■ DATA SHOWN:
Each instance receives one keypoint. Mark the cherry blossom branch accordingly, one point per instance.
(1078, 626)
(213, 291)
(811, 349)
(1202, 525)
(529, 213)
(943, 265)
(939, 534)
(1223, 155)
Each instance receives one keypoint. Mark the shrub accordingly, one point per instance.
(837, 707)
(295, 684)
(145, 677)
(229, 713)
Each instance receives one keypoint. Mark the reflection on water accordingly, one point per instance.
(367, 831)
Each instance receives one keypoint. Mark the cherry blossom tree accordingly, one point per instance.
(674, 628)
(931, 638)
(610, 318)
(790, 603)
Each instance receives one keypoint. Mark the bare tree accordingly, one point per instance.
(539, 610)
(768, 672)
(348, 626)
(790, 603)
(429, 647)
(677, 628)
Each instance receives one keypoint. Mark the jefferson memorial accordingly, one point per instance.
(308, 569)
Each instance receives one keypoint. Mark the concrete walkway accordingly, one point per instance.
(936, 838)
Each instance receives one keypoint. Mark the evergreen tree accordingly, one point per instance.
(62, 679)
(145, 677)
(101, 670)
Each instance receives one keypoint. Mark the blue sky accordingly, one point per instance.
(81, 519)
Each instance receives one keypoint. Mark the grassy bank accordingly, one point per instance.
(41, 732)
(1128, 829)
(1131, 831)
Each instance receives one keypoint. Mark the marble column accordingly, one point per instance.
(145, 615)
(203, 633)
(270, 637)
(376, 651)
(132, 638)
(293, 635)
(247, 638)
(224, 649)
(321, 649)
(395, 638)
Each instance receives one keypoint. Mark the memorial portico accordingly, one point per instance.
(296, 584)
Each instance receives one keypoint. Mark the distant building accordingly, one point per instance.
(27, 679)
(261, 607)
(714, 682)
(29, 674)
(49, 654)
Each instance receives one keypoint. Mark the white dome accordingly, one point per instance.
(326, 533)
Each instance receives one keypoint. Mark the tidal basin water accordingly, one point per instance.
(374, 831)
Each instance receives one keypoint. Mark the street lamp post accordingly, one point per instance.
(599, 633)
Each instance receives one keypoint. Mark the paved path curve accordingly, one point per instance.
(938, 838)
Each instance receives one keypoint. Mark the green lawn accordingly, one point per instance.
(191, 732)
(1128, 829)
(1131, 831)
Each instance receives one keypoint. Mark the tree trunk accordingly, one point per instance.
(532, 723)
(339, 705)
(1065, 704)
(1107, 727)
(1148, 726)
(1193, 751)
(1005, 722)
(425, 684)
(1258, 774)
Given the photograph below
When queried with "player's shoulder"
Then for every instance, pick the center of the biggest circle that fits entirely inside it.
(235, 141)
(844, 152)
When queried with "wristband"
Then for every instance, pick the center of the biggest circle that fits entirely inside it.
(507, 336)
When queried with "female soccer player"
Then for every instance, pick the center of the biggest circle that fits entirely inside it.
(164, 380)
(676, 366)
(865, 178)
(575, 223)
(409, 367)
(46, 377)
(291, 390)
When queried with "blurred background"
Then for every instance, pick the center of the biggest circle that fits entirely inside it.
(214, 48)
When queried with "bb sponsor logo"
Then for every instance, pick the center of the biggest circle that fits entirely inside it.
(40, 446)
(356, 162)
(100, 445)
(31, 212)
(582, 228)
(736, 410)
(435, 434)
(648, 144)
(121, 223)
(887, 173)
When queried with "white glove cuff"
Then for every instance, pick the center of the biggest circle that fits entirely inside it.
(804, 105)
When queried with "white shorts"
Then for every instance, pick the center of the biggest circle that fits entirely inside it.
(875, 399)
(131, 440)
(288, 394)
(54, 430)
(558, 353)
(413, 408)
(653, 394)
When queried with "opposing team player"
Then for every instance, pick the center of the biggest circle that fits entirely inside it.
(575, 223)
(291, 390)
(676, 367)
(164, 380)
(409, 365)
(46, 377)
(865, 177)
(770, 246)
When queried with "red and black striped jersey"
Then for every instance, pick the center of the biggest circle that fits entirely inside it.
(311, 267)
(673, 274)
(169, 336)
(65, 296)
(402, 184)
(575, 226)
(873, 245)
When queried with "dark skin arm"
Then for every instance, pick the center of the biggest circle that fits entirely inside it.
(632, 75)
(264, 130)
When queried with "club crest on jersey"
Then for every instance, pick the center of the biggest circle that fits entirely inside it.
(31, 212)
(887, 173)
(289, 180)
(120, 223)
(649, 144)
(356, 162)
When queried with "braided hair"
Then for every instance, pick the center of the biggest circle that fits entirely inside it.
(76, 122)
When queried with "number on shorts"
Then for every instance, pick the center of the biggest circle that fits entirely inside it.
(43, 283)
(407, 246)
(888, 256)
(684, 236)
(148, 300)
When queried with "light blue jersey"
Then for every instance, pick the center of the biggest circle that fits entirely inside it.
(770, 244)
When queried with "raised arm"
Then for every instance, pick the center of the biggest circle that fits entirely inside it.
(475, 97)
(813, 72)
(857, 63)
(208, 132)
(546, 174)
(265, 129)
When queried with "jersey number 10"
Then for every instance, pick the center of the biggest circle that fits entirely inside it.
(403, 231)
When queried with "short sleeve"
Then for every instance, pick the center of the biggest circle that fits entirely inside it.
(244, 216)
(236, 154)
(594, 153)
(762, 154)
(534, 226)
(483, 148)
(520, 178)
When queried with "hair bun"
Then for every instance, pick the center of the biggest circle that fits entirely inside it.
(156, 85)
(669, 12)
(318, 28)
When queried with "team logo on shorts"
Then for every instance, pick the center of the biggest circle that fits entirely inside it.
==
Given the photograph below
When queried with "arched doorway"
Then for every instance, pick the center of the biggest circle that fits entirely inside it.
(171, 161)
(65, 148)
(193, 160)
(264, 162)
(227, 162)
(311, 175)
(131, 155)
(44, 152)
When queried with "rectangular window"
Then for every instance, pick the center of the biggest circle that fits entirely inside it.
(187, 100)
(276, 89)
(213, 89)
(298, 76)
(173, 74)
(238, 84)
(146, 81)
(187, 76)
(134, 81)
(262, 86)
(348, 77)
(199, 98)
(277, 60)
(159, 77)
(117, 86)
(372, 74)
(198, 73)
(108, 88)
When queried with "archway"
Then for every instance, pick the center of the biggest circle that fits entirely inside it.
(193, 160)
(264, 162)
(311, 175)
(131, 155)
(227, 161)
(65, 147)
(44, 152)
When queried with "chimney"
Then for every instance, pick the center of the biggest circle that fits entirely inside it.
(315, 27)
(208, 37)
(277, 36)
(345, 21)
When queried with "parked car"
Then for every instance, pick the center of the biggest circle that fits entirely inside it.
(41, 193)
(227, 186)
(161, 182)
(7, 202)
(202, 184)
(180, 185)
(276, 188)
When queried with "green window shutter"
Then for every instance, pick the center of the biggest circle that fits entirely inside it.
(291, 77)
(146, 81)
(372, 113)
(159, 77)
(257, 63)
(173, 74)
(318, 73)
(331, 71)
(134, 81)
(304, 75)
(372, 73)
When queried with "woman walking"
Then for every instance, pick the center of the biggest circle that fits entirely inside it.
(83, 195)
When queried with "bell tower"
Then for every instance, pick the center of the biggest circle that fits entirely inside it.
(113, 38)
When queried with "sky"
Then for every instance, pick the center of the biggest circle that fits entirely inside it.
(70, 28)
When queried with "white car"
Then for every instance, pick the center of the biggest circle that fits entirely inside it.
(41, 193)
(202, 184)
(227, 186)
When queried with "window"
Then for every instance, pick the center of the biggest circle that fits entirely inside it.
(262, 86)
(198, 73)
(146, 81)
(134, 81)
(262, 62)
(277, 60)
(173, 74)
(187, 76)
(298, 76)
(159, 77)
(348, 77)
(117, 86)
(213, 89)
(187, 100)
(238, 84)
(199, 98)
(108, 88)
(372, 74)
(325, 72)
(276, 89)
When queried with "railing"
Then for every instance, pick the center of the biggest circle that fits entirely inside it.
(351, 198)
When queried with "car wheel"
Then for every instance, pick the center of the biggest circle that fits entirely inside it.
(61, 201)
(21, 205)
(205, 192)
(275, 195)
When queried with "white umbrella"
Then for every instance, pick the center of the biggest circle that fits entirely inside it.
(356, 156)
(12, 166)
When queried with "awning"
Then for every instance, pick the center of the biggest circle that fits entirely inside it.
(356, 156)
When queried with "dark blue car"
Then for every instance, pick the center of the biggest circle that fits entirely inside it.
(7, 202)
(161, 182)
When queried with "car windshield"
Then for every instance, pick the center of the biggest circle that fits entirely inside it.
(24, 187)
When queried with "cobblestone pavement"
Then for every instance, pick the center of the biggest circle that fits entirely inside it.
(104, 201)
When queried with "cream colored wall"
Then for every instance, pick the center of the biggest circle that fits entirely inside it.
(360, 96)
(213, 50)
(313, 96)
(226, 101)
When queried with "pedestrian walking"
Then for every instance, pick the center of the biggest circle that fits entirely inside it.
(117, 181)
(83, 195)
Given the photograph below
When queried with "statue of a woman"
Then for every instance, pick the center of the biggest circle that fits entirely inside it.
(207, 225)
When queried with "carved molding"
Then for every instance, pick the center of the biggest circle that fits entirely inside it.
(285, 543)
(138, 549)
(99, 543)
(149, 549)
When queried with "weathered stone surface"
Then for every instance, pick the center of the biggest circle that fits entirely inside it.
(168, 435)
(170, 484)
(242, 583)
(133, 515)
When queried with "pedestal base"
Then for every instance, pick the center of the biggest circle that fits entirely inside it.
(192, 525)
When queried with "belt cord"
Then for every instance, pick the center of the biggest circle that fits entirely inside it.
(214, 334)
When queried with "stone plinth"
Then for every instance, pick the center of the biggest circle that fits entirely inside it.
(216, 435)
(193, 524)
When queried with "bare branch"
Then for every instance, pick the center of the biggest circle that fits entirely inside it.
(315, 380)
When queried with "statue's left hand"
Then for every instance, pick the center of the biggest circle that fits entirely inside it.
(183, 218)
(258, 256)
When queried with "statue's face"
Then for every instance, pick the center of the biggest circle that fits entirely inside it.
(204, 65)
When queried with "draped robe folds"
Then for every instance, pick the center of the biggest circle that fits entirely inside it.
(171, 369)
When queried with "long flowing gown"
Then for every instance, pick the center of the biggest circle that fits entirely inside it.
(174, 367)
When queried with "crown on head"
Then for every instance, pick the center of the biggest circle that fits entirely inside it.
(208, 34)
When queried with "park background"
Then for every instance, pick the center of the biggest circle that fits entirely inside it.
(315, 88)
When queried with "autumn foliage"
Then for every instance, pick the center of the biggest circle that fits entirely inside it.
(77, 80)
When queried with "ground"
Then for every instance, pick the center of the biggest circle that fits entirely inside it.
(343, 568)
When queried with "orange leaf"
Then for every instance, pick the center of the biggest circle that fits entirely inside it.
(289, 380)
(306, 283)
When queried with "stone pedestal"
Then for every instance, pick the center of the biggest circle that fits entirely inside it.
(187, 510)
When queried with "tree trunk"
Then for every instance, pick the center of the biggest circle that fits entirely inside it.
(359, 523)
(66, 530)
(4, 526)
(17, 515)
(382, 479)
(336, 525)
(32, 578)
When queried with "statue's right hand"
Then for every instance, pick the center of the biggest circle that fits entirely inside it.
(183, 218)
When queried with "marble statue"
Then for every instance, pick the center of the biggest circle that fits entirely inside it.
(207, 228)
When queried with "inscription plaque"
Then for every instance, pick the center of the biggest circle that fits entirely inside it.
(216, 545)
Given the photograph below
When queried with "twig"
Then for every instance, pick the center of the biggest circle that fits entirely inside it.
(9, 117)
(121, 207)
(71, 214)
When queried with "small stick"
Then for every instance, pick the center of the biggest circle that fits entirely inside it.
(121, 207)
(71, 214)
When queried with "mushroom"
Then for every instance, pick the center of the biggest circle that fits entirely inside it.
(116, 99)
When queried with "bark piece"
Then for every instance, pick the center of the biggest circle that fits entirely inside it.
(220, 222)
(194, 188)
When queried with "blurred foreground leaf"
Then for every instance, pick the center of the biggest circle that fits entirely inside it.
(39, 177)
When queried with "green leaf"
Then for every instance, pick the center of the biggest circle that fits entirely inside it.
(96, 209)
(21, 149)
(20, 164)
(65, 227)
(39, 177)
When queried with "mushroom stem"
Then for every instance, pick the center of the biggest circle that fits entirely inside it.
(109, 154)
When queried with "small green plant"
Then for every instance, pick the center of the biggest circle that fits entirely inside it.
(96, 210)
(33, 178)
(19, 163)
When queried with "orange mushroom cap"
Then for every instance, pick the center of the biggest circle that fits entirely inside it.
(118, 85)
--
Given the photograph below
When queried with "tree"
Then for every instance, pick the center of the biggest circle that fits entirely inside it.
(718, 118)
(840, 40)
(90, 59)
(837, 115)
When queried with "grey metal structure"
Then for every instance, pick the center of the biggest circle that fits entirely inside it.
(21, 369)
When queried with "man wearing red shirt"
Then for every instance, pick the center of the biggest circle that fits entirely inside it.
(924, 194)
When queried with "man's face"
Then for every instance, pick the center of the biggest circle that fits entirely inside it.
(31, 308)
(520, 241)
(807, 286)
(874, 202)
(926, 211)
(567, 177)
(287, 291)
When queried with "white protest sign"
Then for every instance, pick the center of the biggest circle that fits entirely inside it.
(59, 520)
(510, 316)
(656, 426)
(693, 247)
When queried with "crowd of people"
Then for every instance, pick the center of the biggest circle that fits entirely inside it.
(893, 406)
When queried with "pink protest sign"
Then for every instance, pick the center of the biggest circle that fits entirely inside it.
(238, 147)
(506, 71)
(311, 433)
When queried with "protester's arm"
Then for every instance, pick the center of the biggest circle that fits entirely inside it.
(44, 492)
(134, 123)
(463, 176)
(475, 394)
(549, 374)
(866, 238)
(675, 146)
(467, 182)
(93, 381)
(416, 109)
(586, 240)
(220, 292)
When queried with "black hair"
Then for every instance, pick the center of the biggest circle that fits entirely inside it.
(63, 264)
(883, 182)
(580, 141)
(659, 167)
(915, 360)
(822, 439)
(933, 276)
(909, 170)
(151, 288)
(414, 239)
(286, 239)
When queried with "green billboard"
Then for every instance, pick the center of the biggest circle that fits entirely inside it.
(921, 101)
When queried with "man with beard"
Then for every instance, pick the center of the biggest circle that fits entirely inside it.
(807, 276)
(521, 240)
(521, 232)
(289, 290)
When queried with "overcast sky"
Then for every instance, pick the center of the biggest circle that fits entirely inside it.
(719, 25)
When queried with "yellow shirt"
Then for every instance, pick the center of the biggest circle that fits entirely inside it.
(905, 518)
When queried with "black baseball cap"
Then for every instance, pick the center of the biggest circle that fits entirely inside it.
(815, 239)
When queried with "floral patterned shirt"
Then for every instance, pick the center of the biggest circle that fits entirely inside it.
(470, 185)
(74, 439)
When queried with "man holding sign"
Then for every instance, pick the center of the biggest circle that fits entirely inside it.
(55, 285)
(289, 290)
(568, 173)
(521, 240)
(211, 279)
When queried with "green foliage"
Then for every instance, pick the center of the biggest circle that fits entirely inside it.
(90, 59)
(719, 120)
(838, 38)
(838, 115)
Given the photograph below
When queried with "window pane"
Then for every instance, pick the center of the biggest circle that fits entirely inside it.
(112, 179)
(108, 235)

■ GOAL OF THE EXERCISE: The lines above that hold "orange" are the result; show every one of them.

■ TASK ANSWER:
When queried with "orange leaf"
When queried with "orange mushroom cap"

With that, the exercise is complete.